===== Material to process =====
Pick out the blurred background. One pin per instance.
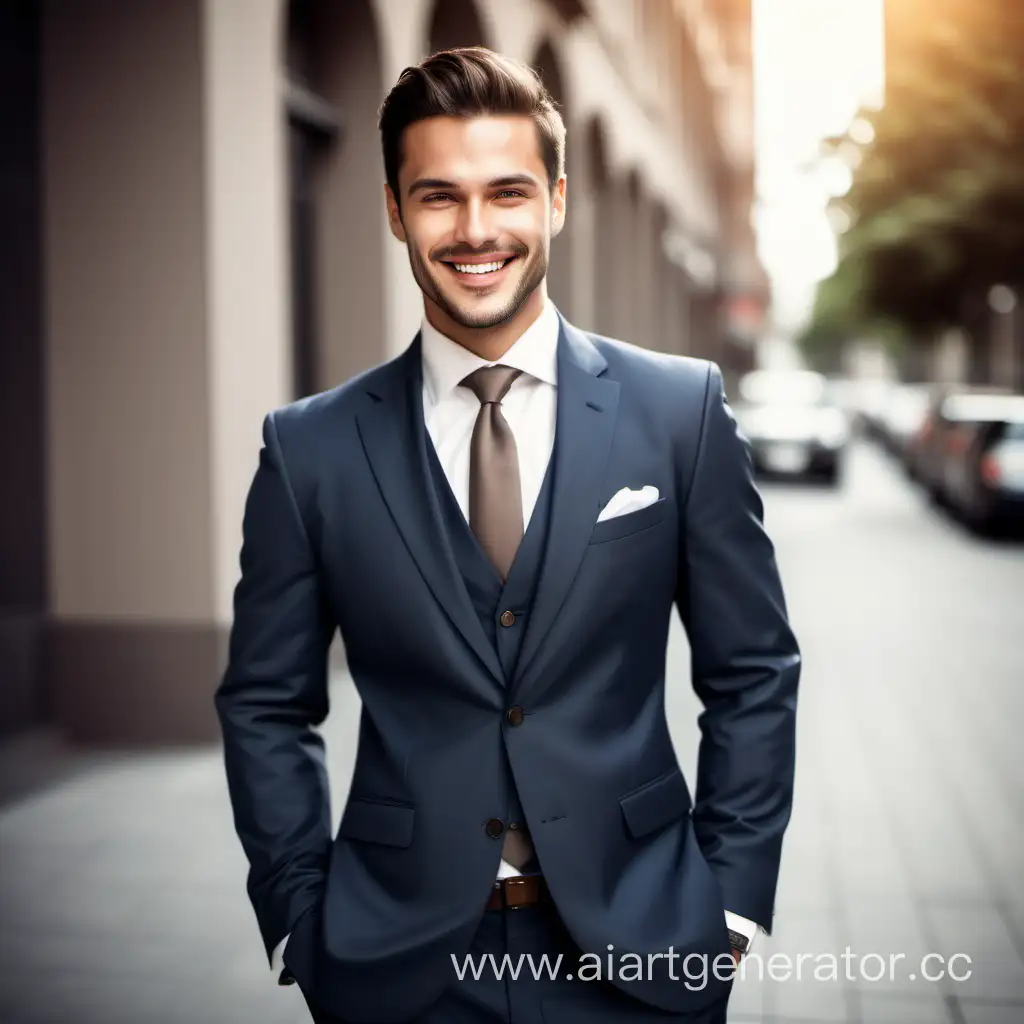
(822, 196)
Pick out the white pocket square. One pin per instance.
(628, 501)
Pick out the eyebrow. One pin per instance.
(504, 182)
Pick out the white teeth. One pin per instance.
(478, 267)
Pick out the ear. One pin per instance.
(393, 215)
(558, 206)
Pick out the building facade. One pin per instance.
(198, 235)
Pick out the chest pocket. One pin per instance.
(630, 523)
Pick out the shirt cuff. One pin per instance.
(276, 960)
(747, 928)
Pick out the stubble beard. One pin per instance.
(535, 272)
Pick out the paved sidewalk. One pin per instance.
(122, 885)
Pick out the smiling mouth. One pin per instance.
(478, 273)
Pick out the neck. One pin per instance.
(489, 343)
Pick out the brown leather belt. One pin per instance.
(517, 891)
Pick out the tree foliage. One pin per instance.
(935, 212)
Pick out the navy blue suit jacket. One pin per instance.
(342, 531)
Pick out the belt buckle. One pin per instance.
(507, 885)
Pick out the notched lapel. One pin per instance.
(585, 426)
(393, 434)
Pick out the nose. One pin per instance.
(472, 227)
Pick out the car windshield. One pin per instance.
(983, 408)
(793, 388)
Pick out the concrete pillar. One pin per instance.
(167, 341)
(23, 511)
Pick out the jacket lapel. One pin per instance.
(585, 425)
(393, 435)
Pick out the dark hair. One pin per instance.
(468, 82)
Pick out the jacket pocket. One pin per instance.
(655, 803)
(631, 522)
(378, 821)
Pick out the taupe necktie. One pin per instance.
(496, 510)
(495, 496)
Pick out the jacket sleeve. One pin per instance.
(745, 667)
(272, 691)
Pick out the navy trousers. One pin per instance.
(539, 995)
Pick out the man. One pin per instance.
(499, 521)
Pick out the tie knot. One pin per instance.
(491, 384)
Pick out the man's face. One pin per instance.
(477, 215)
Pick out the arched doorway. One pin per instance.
(454, 24)
(560, 265)
(333, 91)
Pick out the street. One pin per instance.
(122, 895)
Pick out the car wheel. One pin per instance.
(829, 476)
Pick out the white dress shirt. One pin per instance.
(528, 408)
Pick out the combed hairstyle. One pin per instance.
(470, 82)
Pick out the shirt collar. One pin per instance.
(445, 363)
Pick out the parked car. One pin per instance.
(794, 424)
(904, 411)
(983, 473)
(948, 411)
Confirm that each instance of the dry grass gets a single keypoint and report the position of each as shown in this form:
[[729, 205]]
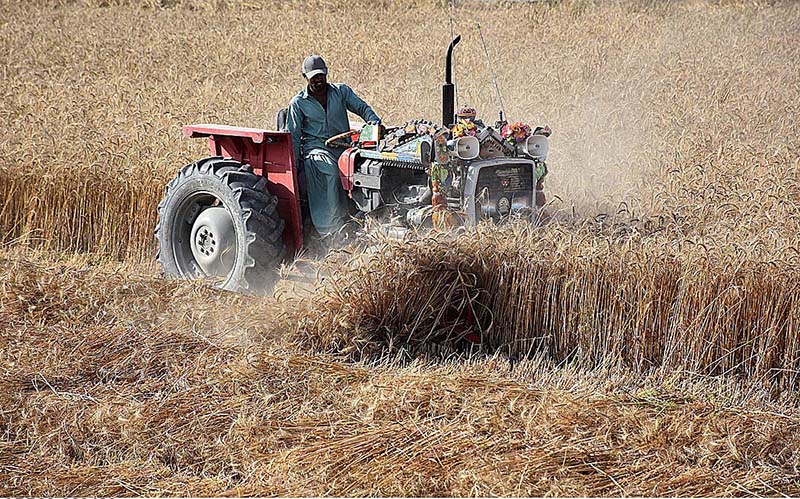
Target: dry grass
[[671, 259], [542, 291], [134, 391]]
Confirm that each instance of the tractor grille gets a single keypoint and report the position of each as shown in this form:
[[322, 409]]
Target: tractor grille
[[504, 190]]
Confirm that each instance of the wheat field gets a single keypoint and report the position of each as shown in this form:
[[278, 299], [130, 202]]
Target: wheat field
[[645, 341]]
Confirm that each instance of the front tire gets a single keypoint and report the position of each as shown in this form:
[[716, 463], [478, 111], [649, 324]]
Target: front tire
[[217, 220]]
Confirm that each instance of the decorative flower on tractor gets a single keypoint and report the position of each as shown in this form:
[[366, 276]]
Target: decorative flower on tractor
[[464, 128], [516, 132]]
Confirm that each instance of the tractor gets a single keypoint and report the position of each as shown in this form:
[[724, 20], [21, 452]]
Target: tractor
[[236, 215]]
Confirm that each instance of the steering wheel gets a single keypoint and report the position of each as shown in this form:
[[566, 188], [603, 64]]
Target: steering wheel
[[334, 141]]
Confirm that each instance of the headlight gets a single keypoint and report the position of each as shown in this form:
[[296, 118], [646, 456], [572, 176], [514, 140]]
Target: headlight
[[464, 147], [535, 146]]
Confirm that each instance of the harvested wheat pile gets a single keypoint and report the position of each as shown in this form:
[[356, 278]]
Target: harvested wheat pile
[[134, 391], [565, 294]]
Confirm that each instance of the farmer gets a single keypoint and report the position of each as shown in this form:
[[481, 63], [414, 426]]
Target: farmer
[[317, 113]]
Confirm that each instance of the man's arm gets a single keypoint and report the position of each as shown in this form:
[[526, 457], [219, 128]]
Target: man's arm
[[294, 124], [357, 105]]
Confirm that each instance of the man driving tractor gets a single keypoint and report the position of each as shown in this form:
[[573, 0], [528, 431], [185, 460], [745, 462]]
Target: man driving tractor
[[317, 113]]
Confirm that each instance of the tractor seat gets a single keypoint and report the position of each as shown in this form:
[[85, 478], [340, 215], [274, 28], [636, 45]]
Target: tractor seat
[[281, 119]]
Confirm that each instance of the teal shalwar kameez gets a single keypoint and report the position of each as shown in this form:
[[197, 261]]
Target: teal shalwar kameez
[[310, 125]]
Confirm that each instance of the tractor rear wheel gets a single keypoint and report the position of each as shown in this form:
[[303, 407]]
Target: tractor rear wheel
[[217, 220]]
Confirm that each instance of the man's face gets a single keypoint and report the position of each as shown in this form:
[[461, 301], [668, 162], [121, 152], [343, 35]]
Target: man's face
[[317, 83]]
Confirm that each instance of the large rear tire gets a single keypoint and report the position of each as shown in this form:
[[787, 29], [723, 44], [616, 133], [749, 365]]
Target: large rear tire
[[217, 220]]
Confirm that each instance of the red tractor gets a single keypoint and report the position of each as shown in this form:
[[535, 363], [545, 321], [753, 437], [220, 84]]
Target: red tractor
[[236, 215]]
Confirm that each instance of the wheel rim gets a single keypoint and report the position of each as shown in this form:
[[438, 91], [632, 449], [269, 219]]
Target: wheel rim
[[190, 217], [213, 241]]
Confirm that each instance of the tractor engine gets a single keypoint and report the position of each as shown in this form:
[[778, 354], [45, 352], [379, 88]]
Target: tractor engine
[[421, 174], [473, 171]]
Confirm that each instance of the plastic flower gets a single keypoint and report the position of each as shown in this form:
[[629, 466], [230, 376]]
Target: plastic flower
[[464, 128], [466, 113], [516, 132]]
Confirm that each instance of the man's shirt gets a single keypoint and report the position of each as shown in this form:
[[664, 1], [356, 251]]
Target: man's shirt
[[310, 125]]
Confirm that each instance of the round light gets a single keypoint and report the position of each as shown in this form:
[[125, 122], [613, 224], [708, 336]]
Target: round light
[[536, 146]]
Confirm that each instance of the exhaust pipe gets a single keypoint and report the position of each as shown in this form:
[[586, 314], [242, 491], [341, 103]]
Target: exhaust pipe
[[448, 89]]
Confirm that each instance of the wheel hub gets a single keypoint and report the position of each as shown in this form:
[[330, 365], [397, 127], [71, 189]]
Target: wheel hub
[[213, 241]]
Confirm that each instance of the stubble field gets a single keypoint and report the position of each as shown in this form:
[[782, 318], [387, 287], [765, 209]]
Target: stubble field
[[644, 342]]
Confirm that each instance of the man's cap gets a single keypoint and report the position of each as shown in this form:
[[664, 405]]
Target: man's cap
[[314, 65]]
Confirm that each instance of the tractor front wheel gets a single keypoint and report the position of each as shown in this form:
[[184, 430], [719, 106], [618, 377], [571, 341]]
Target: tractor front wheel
[[217, 220]]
=====
Work task:
Although the records contain pictures, return only their text, exactly as written.

Answer box:
Pick out the blurred background. One pin per instance.
(822, 196)
Pick out the white pocket square. One pin per instance.
(628, 501)
Pick out the eyebrow. One pin per instance.
(504, 182)
Pick out the white teeth. One pin per instance.
(478, 267)
Pick out the ear. One pin per instance.
(393, 215)
(558, 206)
Pick out the building facade. One pin per instance.
(198, 235)
Pick out the chest pocket. One pin per instance.
(630, 523)
Pick out the shirt cuff. One pin per instance.
(276, 960)
(747, 928)
Pick out the stubble beard. One pin per instance.
(535, 272)
Pick out the paved sidewalk. One pin per instance.
(122, 885)
Pick out the smiling mouth. One pin per instance.
(478, 273)
Pick out the neck. One pin per instance.
(489, 343)
Pick out the brown leather belt. One pin per instance.
(517, 891)
Pick out the tree foliage. One pin per instance.
(935, 212)
Pick out the navy blue suit jacket. One pin per instance.
(342, 531)
Pick out the belt buckle. One pin per instance.
(507, 885)
Pick out the notched lapel. One pin per instance.
(585, 426)
(393, 434)
Pick out the nose. One pin per instance.
(472, 227)
Pick out the car windshield. One pin per instance.
(983, 408)
(793, 388)
Pick out the concrete pillar. One pin per instance.
(167, 341)
(23, 511)
Pick out the jacket lapel. One pin per instance.
(585, 425)
(393, 435)
Pick out the dark hair. One pin per instance.
(468, 82)
Pick out the jacket pocket. One pin per instance.
(655, 803)
(631, 522)
(378, 821)
Pick out the taupe necktie. One pin per instance.
(496, 510)
(495, 496)
Pick out the jacket sleeve. One pin per instance.
(745, 667)
(272, 691)
Pick out the navy trousers. One pin per instance.
(539, 995)
Pick out the man. One pin per instance.
(499, 521)
Pick out the tie knot. One pin per instance.
(491, 384)
Pick out the man's face. One pin per instance.
(477, 215)
Pick out the arched doorway. One pin per instance.
(454, 24)
(560, 265)
(333, 91)
Pick out the street. One pin per instance.
(122, 895)
Pick out the car wheel. One pin per instance.
(829, 476)
Pick out the white dress shirt. One pin per instance.
(528, 408)
Pick out the combed hairstyle. One pin per instance.
(470, 82)
Pick out the shirt collar. One pin per instance.
(445, 363)
Pick out the parked car. One pin per instance.
(794, 424)
(904, 411)
(983, 473)
(948, 411)
Confirm that each instance of the dry grass gets a single keypoint and report the position of each as shown in this form:
[[729, 205]]
Target: dry grass
[[671, 259], [542, 291], [134, 391]]
Confirm that each instance of the tractor grille gets a single keypoint and report the position of each as shown in this form:
[[322, 409]]
Target: tractor grille
[[504, 190]]
Confirm that each instance of the wheat field gets a single keypoint and report the position of each as shown in this form:
[[278, 299], [130, 202]]
Target: wheat field
[[645, 341]]
Confirm that each instance of the front tire gets a single keypoint and report the position of each as shown in this form:
[[716, 463], [478, 111], [649, 324]]
Target: front tire
[[217, 220]]
Confirm that each instance of the decorative flower on tractor gets a single keypoint and report the position of each as shown in this form:
[[366, 276]]
Target: decorative flower on tractor
[[464, 128], [516, 132]]
Confirm that each instance of the tractor gets a single keypoint and report the position of each as shown in this form:
[[724, 20], [21, 452]]
Target: tractor
[[236, 215]]
Confirm that each instance of the steering wheel gets a single keypoint and report the position of each as shown in this form:
[[566, 188], [603, 64]]
Target: steering wheel
[[334, 141]]
Confirm that each instance of the headlight gets a single keypoint and report the position of each as shown in this form:
[[296, 118], [646, 456], [572, 176], [514, 140]]
Target: headlight
[[464, 147], [535, 146]]
Confirm that each instance of the harvested wheat pile gets a single keypoint and report the position of each as shown in this form:
[[356, 278]]
Target: harvested wheat pile
[[134, 391], [565, 294]]
Confirm that each instance of the farmer gets a single keypoint and report the position of each as shown in this form:
[[481, 63], [414, 426]]
Target: farmer
[[317, 113]]
Confirm that each instance of the man's arm gets a single keypoint and report the position of each as shown in this form:
[[526, 457], [219, 128]]
Target: man's arm
[[294, 124], [357, 105]]
Confirm that each instance of the man driving tractor gets a single keypoint and report the position of each as shown in this form:
[[573, 0], [528, 431], [185, 460], [745, 462]]
Target: man driving tractor
[[317, 113]]
Confirm that each instance of the tractor seat gets a single keypoint and report the position of each as shown in this form:
[[85, 478], [340, 215], [274, 28], [636, 45]]
Target: tractor seat
[[281, 119]]
Confirm that each instance of the teal shalwar kameez gets a single keypoint and report the position of each as shown in this form:
[[197, 261]]
Target: teal shalwar kameez
[[310, 125]]
Confirm that each instance of the tractor rear wheel gets a single keypoint and report the position of each as shown in this form:
[[303, 407]]
Target: tractor rear wheel
[[217, 220]]
Confirm that each instance of the man's face gets a single keypoint and report the position of each as shown in this form:
[[461, 301], [668, 162], [121, 152], [343, 35]]
Target: man's face
[[317, 83]]
Confirm that each instance of the large rear tire gets a single keypoint and report the position of each as shown in this form:
[[787, 29], [723, 44], [616, 133], [749, 365]]
Target: large rear tire
[[217, 220]]
Confirm that each instance of the red tractor gets a single keypoint and report the position of each as shown in this form:
[[535, 363], [545, 321], [753, 437], [220, 84]]
Target: red tractor
[[236, 215]]
Confirm that each instance of the wheel rim gets a single keypoint and report the position of each as shown in this form:
[[438, 91], [632, 449], [269, 219]]
Target: wheel rim
[[190, 217], [213, 241]]
Confirm that each instance of the tractor engine gets a single keypoint and report the position of each as shown in this form:
[[778, 354], [45, 352], [379, 88]]
Target: tractor engine
[[421, 174], [473, 171]]
Confirm that each instance of the plastic flower gets a single keypoint and report the position of each as shown in this form:
[[629, 466], [230, 376]]
Target: plastic flower
[[464, 128], [466, 113], [516, 132]]
Confirm that each instance of the man's shirt gets a single keypoint and report the position of each as shown in this form:
[[664, 1], [356, 251]]
Target: man's shirt
[[310, 125]]
Confirm that each instance of the round light gets a single keypoint and report the position of each as shown in this form:
[[125, 122], [613, 224], [708, 336]]
Target: round light
[[536, 146]]
Confirm that each instance of the exhaust pipe gets a single keypoint and report the position of each as shown in this form:
[[586, 314], [242, 491], [341, 103]]
Target: exhaust pipe
[[448, 89]]
Confirm that each instance of the wheel hub gets a single keypoint and report the position of each as shown in this form:
[[330, 365], [397, 127], [71, 189]]
Target: wheel hub
[[213, 241]]
Confirm that each instance of the stubble field gets a single keypoint and report the position of each as shown in this form:
[[782, 318], [387, 287], [765, 209]]
Target: stubble field
[[644, 342]]
Confirm that each instance of the man's cap gets a single keypoint and report the position of each as shown in this form:
[[664, 405]]
Target: man's cap
[[314, 65]]
Confirm that each instance of the tractor front wheel gets a single keypoint and report the position of each as shown in this form:
[[184, 430], [719, 106], [618, 377], [571, 341]]
Target: tractor front wheel
[[217, 220]]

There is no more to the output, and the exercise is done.